Data entries
— BEGIN —
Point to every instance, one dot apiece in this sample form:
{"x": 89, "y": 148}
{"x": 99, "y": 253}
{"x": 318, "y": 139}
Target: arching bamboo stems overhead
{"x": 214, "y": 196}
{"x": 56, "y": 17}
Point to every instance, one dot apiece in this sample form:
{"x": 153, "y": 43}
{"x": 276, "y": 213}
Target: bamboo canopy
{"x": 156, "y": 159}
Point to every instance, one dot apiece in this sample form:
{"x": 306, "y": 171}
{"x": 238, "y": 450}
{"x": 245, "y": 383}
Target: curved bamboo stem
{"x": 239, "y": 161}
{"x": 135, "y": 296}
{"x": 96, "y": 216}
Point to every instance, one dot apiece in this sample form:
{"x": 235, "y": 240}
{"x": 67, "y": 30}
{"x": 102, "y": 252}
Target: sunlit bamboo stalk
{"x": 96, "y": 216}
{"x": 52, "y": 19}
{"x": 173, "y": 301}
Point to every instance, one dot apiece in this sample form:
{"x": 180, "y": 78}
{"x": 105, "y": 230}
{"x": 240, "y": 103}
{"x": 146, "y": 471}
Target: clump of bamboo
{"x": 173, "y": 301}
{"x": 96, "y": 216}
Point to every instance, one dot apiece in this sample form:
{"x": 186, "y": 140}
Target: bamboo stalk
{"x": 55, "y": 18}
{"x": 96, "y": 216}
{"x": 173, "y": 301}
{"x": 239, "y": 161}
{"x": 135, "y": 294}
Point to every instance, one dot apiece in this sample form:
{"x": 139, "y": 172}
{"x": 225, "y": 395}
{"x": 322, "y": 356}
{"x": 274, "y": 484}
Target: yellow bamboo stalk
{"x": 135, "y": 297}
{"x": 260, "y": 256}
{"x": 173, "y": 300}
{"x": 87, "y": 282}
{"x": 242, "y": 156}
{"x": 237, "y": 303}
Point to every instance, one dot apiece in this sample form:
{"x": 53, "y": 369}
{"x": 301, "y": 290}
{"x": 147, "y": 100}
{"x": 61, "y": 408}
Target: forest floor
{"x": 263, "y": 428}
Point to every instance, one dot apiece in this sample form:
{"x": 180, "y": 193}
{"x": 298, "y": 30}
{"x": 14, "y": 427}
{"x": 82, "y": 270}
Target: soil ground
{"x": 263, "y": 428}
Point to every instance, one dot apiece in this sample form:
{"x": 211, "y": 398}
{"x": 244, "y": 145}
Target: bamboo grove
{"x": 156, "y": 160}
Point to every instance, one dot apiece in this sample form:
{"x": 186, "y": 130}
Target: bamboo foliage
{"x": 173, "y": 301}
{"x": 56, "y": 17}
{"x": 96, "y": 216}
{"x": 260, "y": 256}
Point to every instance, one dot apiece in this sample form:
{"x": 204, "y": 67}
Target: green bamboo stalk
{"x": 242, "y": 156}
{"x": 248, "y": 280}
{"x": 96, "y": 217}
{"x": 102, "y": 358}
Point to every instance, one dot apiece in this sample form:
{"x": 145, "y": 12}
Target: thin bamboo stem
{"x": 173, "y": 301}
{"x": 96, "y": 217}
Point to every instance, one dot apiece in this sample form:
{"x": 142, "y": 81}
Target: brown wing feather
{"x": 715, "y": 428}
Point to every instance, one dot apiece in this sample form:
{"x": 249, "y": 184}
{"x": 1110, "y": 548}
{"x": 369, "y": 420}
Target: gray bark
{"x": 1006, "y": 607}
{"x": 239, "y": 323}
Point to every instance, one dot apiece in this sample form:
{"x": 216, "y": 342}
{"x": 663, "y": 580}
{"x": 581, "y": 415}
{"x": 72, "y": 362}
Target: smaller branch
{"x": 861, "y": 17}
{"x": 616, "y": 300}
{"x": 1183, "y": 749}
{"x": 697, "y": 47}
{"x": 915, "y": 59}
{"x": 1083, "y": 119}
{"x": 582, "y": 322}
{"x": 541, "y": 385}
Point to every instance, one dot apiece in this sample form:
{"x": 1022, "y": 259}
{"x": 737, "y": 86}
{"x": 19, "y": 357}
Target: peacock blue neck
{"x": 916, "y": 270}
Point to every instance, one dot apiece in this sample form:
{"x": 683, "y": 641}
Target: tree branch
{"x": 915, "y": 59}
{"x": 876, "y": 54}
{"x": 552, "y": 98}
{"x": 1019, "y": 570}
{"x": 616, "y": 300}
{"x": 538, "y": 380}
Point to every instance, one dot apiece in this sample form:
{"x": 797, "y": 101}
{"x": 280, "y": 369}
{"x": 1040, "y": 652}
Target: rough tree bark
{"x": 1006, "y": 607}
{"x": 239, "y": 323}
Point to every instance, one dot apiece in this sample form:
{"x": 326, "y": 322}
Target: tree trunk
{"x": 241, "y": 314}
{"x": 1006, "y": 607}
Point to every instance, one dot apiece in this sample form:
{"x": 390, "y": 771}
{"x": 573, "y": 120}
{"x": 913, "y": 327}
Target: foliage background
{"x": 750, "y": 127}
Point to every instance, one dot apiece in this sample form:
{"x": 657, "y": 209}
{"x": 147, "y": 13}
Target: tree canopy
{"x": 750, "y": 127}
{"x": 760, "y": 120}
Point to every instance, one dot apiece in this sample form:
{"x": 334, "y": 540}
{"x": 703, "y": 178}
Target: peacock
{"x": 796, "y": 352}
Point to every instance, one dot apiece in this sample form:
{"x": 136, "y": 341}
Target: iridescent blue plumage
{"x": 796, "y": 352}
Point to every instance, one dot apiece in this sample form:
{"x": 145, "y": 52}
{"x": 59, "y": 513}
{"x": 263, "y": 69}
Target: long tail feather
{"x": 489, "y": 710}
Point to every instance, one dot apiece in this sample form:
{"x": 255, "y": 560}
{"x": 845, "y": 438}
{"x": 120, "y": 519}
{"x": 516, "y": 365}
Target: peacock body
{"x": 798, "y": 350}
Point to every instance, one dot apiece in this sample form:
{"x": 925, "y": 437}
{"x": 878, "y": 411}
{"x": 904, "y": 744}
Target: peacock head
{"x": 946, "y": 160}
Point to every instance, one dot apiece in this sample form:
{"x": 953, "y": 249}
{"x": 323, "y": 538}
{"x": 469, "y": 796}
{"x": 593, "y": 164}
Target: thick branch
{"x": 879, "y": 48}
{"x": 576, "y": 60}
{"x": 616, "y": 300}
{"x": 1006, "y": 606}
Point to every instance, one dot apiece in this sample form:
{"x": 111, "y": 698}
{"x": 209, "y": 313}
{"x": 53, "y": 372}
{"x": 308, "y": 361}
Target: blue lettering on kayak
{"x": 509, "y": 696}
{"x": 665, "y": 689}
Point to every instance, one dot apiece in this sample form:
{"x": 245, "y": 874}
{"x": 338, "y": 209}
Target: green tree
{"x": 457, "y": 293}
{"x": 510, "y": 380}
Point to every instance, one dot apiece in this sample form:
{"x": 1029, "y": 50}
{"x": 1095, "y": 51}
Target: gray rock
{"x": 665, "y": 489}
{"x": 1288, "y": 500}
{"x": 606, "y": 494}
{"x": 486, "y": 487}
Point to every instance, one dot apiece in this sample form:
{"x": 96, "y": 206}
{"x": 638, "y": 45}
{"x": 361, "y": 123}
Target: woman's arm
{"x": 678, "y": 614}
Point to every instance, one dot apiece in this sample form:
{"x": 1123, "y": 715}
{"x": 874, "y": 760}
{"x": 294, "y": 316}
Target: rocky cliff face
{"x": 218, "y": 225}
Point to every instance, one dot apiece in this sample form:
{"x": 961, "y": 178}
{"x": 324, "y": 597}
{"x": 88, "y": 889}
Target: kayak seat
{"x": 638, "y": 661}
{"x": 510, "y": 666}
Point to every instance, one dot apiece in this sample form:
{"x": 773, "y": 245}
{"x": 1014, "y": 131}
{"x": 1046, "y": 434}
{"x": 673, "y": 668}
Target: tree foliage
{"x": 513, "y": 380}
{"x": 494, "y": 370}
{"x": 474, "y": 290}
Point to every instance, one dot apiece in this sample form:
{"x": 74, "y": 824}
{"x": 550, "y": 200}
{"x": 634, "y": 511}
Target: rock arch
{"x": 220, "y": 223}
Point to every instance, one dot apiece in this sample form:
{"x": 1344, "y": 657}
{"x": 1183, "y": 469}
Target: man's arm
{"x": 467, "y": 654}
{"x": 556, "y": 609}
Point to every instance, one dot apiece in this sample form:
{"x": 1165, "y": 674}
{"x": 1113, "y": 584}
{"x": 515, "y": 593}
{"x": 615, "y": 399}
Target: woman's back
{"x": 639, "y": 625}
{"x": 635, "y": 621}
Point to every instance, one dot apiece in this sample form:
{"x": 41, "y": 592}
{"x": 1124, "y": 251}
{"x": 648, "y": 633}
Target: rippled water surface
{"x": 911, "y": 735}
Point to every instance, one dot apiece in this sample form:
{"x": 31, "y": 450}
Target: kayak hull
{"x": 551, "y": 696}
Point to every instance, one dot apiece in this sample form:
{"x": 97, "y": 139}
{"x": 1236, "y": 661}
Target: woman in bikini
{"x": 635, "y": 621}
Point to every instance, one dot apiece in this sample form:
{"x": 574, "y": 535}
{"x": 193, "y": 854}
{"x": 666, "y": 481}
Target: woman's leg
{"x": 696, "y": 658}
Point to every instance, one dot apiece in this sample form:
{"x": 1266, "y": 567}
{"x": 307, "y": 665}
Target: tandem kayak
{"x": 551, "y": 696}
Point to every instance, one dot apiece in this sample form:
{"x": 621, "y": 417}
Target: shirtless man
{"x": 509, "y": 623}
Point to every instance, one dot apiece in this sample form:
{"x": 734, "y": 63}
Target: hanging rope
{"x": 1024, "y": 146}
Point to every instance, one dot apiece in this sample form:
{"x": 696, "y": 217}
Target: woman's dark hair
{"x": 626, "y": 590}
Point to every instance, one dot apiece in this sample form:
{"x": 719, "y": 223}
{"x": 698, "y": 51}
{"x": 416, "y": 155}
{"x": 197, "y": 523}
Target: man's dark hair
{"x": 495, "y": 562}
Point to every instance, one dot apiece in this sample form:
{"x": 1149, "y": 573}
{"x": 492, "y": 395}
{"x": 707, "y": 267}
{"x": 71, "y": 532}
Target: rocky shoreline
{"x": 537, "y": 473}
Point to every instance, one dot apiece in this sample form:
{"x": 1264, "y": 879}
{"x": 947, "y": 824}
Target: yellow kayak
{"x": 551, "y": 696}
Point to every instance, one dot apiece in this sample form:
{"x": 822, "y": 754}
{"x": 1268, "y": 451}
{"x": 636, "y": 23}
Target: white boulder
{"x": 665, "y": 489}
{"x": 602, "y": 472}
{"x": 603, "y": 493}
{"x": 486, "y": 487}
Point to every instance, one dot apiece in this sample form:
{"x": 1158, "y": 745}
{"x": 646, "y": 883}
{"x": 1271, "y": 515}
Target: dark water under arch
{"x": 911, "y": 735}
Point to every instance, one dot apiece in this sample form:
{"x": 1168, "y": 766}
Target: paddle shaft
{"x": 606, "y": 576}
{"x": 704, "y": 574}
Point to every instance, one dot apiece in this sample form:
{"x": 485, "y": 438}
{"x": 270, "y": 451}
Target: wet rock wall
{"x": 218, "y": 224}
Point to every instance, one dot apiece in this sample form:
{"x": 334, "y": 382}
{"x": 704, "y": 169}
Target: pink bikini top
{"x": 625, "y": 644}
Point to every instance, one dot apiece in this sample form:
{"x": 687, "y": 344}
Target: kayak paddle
— END —
* [What the task asks] How many lines above contain "foliage"? Case matters. Give only the number.

* [Reply] 3